▶ _STATED GOAL_
Can you write out, word for word, the data below from the line containing "Highlight-reel tagging: indicate the green uniform" through the end, inclusive?

▶ _ENTRIES SUPPLIED_
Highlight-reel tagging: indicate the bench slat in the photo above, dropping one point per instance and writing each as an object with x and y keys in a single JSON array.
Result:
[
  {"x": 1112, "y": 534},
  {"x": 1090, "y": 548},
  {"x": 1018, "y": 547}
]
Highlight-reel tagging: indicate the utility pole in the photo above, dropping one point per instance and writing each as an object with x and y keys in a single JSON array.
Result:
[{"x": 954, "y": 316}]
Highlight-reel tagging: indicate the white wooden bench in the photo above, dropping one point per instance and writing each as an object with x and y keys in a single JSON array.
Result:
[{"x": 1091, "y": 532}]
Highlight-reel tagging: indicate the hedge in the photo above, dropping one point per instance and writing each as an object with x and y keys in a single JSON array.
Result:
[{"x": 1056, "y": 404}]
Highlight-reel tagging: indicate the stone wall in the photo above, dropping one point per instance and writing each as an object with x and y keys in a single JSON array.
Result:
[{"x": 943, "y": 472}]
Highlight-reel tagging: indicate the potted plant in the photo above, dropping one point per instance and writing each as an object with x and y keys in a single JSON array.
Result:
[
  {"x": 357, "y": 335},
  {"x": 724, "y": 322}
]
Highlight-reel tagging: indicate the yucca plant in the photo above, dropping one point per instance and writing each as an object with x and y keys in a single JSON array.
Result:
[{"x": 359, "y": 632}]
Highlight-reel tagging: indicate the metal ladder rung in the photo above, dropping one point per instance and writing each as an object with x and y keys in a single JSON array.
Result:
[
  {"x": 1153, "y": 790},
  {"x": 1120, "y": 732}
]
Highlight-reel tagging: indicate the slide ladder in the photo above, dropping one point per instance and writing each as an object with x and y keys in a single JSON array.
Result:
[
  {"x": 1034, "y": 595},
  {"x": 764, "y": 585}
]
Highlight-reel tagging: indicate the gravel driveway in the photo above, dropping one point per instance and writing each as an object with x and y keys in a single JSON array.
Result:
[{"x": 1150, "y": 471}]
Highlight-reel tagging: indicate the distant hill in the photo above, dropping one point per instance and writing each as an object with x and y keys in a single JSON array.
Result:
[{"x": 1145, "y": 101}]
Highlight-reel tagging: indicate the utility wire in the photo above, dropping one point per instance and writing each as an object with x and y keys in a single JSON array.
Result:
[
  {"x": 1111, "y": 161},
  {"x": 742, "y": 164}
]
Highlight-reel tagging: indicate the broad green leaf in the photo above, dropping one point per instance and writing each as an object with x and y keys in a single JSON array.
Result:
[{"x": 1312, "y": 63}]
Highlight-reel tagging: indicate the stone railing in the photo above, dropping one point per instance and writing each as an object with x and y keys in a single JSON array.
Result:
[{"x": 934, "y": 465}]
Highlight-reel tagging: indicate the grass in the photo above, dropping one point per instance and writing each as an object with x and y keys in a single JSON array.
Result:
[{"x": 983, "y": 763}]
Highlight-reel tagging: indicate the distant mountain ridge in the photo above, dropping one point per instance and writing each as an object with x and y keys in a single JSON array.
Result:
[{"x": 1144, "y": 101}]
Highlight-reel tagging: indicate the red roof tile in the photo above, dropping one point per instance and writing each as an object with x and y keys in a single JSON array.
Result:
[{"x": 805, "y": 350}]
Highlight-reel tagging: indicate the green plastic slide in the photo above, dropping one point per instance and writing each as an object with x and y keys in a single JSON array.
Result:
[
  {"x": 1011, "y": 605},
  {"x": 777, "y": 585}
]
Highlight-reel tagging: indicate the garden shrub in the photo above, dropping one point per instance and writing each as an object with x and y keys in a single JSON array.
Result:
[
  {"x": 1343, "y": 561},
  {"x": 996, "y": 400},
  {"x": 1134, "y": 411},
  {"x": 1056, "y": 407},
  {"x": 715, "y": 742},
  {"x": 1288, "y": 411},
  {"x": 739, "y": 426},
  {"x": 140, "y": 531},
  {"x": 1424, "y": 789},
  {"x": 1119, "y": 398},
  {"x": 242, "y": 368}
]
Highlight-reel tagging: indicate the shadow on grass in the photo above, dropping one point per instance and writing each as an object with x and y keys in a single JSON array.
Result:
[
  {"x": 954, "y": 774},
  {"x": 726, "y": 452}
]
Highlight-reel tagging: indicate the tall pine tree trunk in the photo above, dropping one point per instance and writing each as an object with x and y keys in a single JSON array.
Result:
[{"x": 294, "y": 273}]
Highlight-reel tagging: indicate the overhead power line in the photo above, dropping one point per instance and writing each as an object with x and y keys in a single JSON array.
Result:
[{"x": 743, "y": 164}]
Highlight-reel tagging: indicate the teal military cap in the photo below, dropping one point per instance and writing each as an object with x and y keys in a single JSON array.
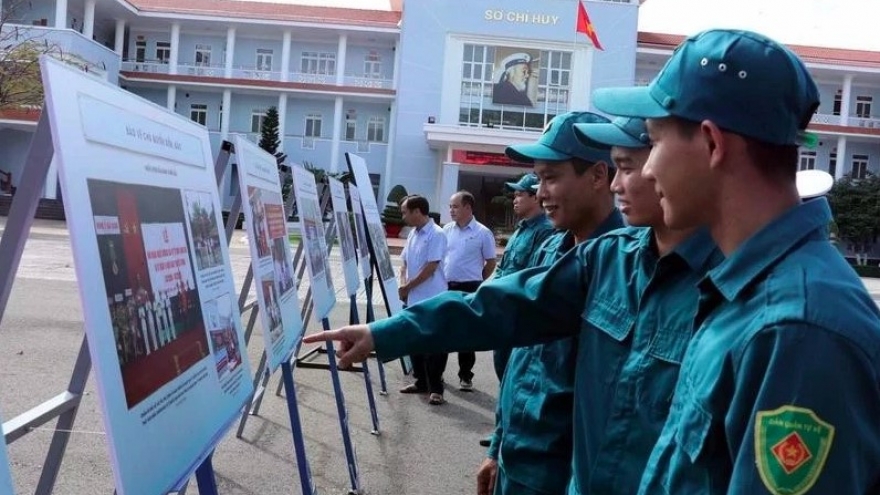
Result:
[
  {"x": 742, "y": 81},
  {"x": 627, "y": 132},
  {"x": 524, "y": 184},
  {"x": 558, "y": 143}
]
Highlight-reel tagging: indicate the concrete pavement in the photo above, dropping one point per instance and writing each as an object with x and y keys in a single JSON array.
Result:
[{"x": 422, "y": 449}]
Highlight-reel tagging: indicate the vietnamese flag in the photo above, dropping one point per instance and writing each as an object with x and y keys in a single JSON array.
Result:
[{"x": 584, "y": 25}]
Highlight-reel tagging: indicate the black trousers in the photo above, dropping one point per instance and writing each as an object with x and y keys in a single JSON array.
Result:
[
  {"x": 428, "y": 371},
  {"x": 466, "y": 360}
]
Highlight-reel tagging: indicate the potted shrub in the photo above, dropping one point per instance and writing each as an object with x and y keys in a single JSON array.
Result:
[{"x": 391, "y": 216}]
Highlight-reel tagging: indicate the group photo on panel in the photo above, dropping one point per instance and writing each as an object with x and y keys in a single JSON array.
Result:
[{"x": 644, "y": 293}]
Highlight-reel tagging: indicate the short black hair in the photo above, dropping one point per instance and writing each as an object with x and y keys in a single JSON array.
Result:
[
  {"x": 416, "y": 202},
  {"x": 466, "y": 198},
  {"x": 776, "y": 162}
]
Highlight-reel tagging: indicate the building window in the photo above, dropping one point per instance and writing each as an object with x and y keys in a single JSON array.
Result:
[
  {"x": 264, "y": 59},
  {"x": 313, "y": 125},
  {"x": 860, "y": 166},
  {"x": 163, "y": 51},
  {"x": 318, "y": 63},
  {"x": 808, "y": 160},
  {"x": 198, "y": 112},
  {"x": 373, "y": 66},
  {"x": 140, "y": 50},
  {"x": 863, "y": 106},
  {"x": 513, "y": 87},
  {"x": 376, "y": 129},
  {"x": 203, "y": 55},
  {"x": 350, "y": 130},
  {"x": 257, "y": 117}
]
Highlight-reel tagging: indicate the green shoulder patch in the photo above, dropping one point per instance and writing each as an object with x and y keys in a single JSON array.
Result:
[{"x": 791, "y": 446}]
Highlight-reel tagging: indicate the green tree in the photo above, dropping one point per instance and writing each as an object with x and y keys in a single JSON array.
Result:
[
  {"x": 269, "y": 139},
  {"x": 856, "y": 207}
]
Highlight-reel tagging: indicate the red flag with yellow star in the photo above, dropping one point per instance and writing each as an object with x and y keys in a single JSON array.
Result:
[{"x": 584, "y": 25}]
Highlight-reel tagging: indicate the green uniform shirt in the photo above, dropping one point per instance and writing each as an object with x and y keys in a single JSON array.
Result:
[
  {"x": 529, "y": 235},
  {"x": 633, "y": 312},
  {"x": 532, "y": 439},
  {"x": 780, "y": 388}
]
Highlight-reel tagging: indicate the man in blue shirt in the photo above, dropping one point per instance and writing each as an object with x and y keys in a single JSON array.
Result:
[
  {"x": 531, "y": 448},
  {"x": 629, "y": 296},
  {"x": 531, "y": 231},
  {"x": 421, "y": 277},
  {"x": 780, "y": 387}
]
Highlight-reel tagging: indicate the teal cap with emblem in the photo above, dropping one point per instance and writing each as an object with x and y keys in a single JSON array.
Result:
[
  {"x": 626, "y": 132},
  {"x": 742, "y": 81},
  {"x": 524, "y": 184},
  {"x": 558, "y": 142}
]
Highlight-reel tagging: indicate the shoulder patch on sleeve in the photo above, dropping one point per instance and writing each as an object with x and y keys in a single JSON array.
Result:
[{"x": 791, "y": 446}]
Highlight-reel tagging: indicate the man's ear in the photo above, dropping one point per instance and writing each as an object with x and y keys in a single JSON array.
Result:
[
  {"x": 600, "y": 174},
  {"x": 717, "y": 142}
]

▶ _CORRECT OUTPUT_
Highlight-reel tagging: indicate the green uniform shirt in the photo above, dropping one point per instance and writing each as an object with x and y keys in a single JSON array.
Result:
[
  {"x": 529, "y": 235},
  {"x": 633, "y": 312},
  {"x": 532, "y": 439},
  {"x": 780, "y": 388}
]
Highlight-reel tagging: indicate the man in blue shirt in the photo above, dropping one point per instance and writing each as an object with x and y keys in a single JSON array.
Result:
[
  {"x": 531, "y": 448},
  {"x": 629, "y": 296},
  {"x": 531, "y": 231},
  {"x": 421, "y": 277},
  {"x": 780, "y": 387}
]
Highlight-reel tagging: indicate the teal cap with emblem in the photo above, dropping one point per instance and writing each as an object with x and y keys in a single JSON array.
Result:
[
  {"x": 626, "y": 132},
  {"x": 742, "y": 81},
  {"x": 524, "y": 184},
  {"x": 558, "y": 142}
]
Highlight-reel tagging: indicate the shoulder patch on sleeve in the photo above, dropping one point per instance and writing each as an object with x and y keys in a single JSON array.
Result:
[{"x": 791, "y": 446}]
Highlight-reel tagging: indicate the man's ear in the photo above, dropping one point per instance and writing each as an object with x and y keys in a single JSON array.
Result:
[
  {"x": 600, "y": 174},
  {"x": 717, "y": 142}
]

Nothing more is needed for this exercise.